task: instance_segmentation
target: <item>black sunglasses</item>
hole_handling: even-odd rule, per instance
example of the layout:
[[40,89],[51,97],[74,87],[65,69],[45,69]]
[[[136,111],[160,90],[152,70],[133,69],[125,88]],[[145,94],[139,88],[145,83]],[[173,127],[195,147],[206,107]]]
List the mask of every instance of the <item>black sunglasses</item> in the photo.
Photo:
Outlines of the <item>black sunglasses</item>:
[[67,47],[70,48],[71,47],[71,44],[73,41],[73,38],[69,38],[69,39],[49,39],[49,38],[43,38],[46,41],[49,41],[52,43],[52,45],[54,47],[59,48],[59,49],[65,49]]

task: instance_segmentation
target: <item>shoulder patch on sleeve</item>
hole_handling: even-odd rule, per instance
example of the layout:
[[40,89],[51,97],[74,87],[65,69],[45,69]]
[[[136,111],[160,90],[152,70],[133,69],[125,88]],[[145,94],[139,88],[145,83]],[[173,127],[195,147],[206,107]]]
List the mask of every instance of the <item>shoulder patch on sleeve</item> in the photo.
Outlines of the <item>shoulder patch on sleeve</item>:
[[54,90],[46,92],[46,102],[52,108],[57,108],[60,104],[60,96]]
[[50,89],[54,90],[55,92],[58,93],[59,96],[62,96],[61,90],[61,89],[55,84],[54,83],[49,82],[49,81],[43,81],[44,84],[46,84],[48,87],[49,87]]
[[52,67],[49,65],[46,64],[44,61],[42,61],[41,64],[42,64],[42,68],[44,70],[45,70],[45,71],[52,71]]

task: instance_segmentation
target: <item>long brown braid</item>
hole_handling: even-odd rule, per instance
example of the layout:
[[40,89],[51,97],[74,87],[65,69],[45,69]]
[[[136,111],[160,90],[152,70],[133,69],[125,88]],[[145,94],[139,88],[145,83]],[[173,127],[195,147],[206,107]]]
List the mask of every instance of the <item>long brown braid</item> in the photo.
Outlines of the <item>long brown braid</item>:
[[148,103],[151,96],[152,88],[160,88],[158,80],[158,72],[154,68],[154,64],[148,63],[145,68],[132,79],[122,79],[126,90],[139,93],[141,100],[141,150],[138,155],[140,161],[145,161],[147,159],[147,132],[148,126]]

■ **What is asked**: Please swap every "even-odd rule" in the data above for "nonzero winding rule", then write out all of the data again with nothing else changed.

■ **Correct output**:
task: instance_segmentation
target: <item>black sunglasses</item>
hole_handling: nonzero winding rule, per instance
example of the layout:
[[40,89],[51,97],[74,87],[65,69],[45,69]]
[[[136,111],[160,90],[152,70],[133,69],[125,88]],[[145,94],[139,88],[145,83]],[[173,127],[195,147],[206,107]]]
List the mask of every instance of the <item>black sunglasses</item> in the photo.
Photo:
Outlines of the <item>black sunglasses</item>:
[[67,47],[70,48],[71,47],[71,44],[73,41],[73,38],[69,38],[69,39],[49,39],[49,38],[43,38],[46,41],[49,41],[52,43],[52,45],[54,47],[59,48],[59,49],[65,49]]

task: instance_segmentation
target: <item>shoulder patch on sleeve</item>
hole_handling: nonzero winding rule, per instance
example of the layout:
[[40,89],[51,97],[74,87],[65,69],[45,69]]
[[[136,111],[160,90],[152,70],[133,69],[125,88]],[[145,94],[139,88],[145,83]],[[173,127],[195,147],[206,107]]]
List the mask of every instance of the <item>shoulder patch on sleeve</item> in the photo.
Outlines of the <item>shoulder patch on sleeve</item>:
[[54,90],[46,92],[46,102],[52,108],[57,108],[60,104],[60,96]]
[[50,89],[54,90],[55,92],[58,93],[59,96],[62,96],[61,90],[61,89],[55,84],[54,83],[49,82],[49,81],[43,81],[44,84],[46,84],[48,87],[49,87]]
[[52,67],[49,65],[46,64],[44,61],[42,61],[41,64],[42,64],[42,68],[44,70],[45,70],[45,71],[52,71]]

task: instance_segmentation
target: <item>long brown braid</item>
hole_handling: nonzero winding rule, per instance
example of the layout:
[[40,89],[51,97],[74,87],[65,69],[45,69]]
[[[136,111],[160,90],[152,70],[133,69],[125,88]],[[145,94],[139,88],[145,83]],[[173,127],[195,147],[206,107]]]
List the mask of every instance of the <item>long brown braid</item> in the photo.
Outlines of the <item>long brown braid</item>:
[[148,103],[151,96],[152,88],[160,88],[158,80],[158,72],[154,68],[154,64],[148,63],[145,68],[132,79],[122,79],[126,90],[139,93],[141,100],[141,150],[138,155],[140,161],[145,161],[147,159],[147,132],[148,126]]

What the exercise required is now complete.